● To do
Convert the part of the material that opens with the line containing "Where exactly is the reflective" and closes with the line containing "245,65 -> 703,517" into a JSON list of strings. Give one string per line and leave out blank lines.

● Given entries
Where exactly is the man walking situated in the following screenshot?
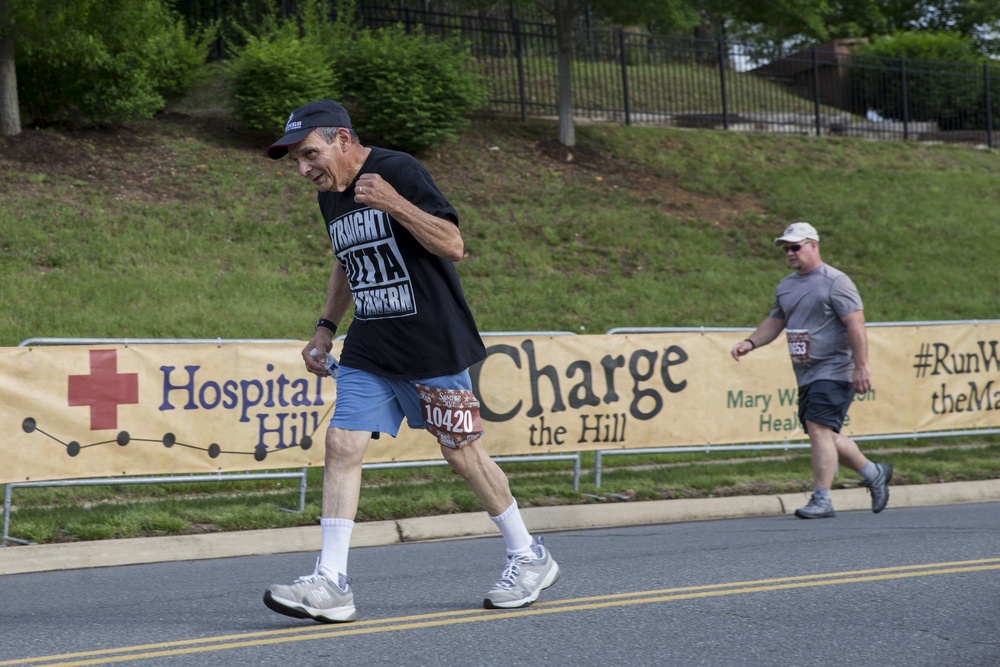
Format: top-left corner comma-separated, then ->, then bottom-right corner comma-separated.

==

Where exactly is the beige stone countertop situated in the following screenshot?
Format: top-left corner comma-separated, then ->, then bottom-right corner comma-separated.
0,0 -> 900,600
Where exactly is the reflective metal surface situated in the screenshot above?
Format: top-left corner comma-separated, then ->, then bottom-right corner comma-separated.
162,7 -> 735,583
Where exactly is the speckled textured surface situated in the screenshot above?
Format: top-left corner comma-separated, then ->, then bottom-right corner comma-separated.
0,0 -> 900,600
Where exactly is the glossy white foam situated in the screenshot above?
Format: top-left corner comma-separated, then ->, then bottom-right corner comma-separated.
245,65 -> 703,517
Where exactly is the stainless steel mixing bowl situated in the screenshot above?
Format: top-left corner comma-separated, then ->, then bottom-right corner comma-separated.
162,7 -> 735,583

--

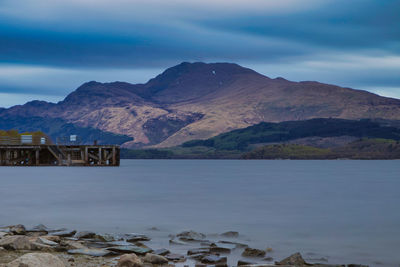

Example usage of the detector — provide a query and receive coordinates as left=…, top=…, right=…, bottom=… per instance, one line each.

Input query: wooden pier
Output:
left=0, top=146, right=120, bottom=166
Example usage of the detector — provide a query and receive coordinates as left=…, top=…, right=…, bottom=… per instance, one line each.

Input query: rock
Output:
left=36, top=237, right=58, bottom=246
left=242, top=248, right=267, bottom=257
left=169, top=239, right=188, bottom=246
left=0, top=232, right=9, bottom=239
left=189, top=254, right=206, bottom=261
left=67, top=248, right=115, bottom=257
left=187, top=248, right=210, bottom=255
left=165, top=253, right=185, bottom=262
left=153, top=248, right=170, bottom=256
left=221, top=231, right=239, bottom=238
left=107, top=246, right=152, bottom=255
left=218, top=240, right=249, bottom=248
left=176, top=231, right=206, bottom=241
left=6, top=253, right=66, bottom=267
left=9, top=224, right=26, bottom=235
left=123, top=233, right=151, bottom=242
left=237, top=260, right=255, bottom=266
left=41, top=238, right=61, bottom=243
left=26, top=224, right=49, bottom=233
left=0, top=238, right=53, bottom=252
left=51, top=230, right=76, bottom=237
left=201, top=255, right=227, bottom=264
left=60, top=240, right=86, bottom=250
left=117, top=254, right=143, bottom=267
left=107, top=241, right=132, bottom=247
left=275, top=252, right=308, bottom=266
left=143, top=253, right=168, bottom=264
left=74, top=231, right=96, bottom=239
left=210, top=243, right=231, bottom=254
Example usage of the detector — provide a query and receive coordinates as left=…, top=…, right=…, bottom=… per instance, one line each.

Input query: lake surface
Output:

● Answer to the task
[
  "Where exactly is the reflective metal surface situated in the screenshot above?",
  "Format: top-left corner comma-separated, then ->, then bottom-right corner comma-separated.",
  "162,7 -> 735,583",
  "Where exactly is the speckled textured surface situated in the screenshot above?",
  "Format: top-left corner comma-separated, then ->, then bottom-right corner comma-separated.",
  "0,0 -> 900,600",
  "Where exactly is the glossy white foam situated in the screenshot above?",
  "Format: top-left corner comma-separated, then ->, then bottom-right corner comma-separated.",
  "245,65 -> 703,517"
]